Update the lines below so that "Target" becomes "Object" everywhere it appears, changing nothing else.

....................

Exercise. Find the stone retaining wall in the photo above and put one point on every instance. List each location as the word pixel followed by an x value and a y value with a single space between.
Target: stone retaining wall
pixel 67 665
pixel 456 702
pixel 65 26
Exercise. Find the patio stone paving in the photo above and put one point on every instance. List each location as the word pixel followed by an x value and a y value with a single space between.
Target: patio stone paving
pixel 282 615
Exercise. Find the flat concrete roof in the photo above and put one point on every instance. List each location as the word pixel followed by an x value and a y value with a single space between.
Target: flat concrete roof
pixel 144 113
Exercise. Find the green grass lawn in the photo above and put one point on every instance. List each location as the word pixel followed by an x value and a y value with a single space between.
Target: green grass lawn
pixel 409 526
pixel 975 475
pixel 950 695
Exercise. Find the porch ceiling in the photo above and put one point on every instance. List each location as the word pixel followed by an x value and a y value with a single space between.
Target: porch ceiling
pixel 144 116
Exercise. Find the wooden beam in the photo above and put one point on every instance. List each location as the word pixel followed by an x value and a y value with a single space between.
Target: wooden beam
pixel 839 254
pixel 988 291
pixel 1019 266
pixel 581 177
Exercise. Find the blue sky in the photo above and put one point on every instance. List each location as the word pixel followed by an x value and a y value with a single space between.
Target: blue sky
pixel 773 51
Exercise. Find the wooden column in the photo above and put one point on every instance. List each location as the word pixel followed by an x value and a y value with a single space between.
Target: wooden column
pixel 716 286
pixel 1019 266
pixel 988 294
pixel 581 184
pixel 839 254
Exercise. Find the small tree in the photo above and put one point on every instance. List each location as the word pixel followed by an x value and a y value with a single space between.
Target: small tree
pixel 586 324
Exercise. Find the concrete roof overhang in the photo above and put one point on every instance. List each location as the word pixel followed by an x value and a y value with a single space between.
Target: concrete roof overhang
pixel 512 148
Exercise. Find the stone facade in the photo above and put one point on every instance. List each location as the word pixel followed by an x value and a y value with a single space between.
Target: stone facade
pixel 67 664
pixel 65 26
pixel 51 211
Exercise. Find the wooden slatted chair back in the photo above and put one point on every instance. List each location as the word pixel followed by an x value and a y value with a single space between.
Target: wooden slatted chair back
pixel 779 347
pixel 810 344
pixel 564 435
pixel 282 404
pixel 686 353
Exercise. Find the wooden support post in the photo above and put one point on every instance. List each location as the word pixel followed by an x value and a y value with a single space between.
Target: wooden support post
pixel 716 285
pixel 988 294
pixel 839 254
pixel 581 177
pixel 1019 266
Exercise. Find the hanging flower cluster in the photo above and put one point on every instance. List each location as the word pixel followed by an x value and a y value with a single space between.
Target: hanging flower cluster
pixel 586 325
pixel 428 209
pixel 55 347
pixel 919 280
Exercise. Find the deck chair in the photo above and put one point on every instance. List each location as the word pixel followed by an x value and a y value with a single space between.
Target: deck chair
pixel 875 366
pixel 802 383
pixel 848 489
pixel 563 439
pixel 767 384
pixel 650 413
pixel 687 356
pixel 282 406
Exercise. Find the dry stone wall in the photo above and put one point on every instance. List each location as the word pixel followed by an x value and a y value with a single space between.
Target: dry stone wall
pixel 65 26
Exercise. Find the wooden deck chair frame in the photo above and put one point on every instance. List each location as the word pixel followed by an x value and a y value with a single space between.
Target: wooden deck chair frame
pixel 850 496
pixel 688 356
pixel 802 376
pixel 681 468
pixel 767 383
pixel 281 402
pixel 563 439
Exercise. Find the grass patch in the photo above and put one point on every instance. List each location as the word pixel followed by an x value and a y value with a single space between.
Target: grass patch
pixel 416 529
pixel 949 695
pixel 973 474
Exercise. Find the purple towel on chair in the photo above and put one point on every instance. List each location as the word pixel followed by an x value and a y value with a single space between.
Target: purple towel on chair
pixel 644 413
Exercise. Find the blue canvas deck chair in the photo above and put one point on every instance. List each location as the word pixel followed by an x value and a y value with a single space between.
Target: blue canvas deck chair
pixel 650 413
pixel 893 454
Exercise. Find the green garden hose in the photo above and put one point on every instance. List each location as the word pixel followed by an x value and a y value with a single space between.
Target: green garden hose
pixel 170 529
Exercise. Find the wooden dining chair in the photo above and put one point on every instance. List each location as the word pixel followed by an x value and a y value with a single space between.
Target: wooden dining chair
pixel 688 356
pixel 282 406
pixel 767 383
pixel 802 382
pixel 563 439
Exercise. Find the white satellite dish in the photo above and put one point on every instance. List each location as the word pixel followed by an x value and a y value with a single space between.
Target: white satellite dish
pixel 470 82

....................

Solution for this exercise -
Exercise. Find the stone retaining wall in the photo above and put one point on every instance. List each location as the word pixel followed by an x value and a y value with a single space between.
Object: stone retaining wall
pixel 67 665
pixel 456 702
pixel 65 26
Exercise. Find the patio stone paving in the photo above and put one point on every instance. List each location as the word pixel followed by an x value and a y value with a single space between.
Object: patio stone paving
pixel 282 615
Exercise. Find the flat concrete roof in the photo above and put one point on every instance. List each location as the word pixel followed by an x value and a y value with a single space between.
Object: flat concrete roof
pixel 144 113
Exercise. Find the green grass lawn in the photo above and put one point on every instance. List each location as the word pixel followed by an x value and a y value with a single space between.
Object: green grass lawn
pixel 409 526
pixel 975 475
pixel 950 695
Exercise. Find the porch ceiling in the photo above and put one point on every instance. List each location as the word pixel followed by an x value and a y value with a single space between.
Object: porch ceiling
pixel 144 116
Exercise. Find the wooden beam in the photo above and put one point on every instance. List each location as the word pixel followed by an x value and a y value with a single space between.
Object: wooden beam
pixel 839 254
pixel 988 291
pixel 1019 266
pixel 581 177
Exercise. Find the blue sky in the photo above and put one point on every instance. List each location as the word pixel followed by an x value and a y value with a single space between.
Object: blue sky
pixel 773 51
Exercise. Find the wooden column in the photo above and put one point on every instance. List each location as the word pixel followed by an x value and a y value with a single space between.
Object: wooden column
pixel 716 286
pixel 1019 266
pixel 988 294
pixel 581 184
pixel 839 254
Exercise. Find the small tree in the photo above and put one point on every instance. List each location as the word pixel followed by an x value and a y value with a single space between.
Object: small tree
pixel 586 324
Exercise. Find the concrete roof overhang in the photo above and put one point on every instance. List each location as the word pixel followed by an x value and a y value with a single space between.
Object: concrete roof overhang
pixel 512 148
Exercise. Find the stone facade in the photo above and put one point on every instance. List each location as the word pixel followed by an x value and a y value with a single space between.
Object: stone facade
pixel 67 664
pixel 65 26
pixel 51 211
Exercise. Find the wooden slatted chair back in the photo above and put one point on every instance. List each location as the word pixel followed by an x value and a y value with a single space between.
Object: wooden slatted chair back
pixel 779 347
pixel 810 344
pixel 564 435
pixel 282 404
pixel 686 353
Exercise. Find the wooden support post in the photo above and put one point on every instance. List each location as the word pixel followed by an x value and a y value with a single space between.
Object: wooden support post
pixel 716 285
pixel 988 294
pixel 839 254
pixel 581 177
pixel 1019 266
Exercise. Find the hanging flower cluster in the photo above and put one point on every instance. List each location as the word pixel followed by an x value and a y value with a single space between.
Object: hanging flower cluster
pixel 586 325
pixel 428 209
pixel 55 347
pixel 919 280
Exercise. Find the deck chair in the photo above and put one point on every instance. List each location as the word pixel followed by an x value and a y value with a single space between.
Object: deck chair
pixel 875 366
pixel 802 383
pixel 848 489
pixel 563 439
pixel 767 384
pixel 650 413
pixel 687 356
pixel 282 406
Exercise. Find the dry stone wall in the photo above and put one point on every instance. List each location as the word pixel followed by an x value and a y value with a single space between.
Object: dry stone wall
pixel 65 26
Exercise. Find the wooden deck chair frame in the photo above and put one point on every instance. List each location as the word pixel followed by an x value and a y value with a single space between.
Object: wooden deck chair frame
pixel 850 496
pixel 688 356
pixel 802 376
pixel 681 468
pixel 767 383
pixel 281 402
pixel 563 439
Exercise. Find the grass patch in the photo above and put one point on every instance. List each location as the word pixel followed by an x value and a y value with a single space between.
Object: grass patch
pixel 416 529
pixel 949 695
pixel 973 474
Exercise. Find the purple towel on chair in the photo above and put one point on every instance. List each location as the word pixel followed by an x value and a y value with a single space between.
Object: purple towel on chair
pixel 644 413
Exercise. Find the blue canvas deck chair in the photo above and put one point on every instance. List each location as the word pixel followed by an x value and a y value with a single space between.
Object: blue canvas deck chair
pixel 650 413
pixel 893 454
Exercise. Find the green garden hose in the photo above and put one point on every instance. List each location as the word pixel followed by an x value and a y value with a single space between.
Object: green garden hose
pixel 170 529
Exercise. Find the wooden dining chair in the photo above and put one point on every instance. List each location as the word pixel followed by an x value and a y value with a single space between.
Object: wooden dining chair
pixel 688 356
pixel 282 406
pixel 767 383
pixel 802 382
pixel 563 439
Exercise. Find the white satellite dish in the photo above and put one point on every instance. List each location as the word pixel followed by an x value and a y value with a single space between.
Object: white satellite dish
pixel 470 82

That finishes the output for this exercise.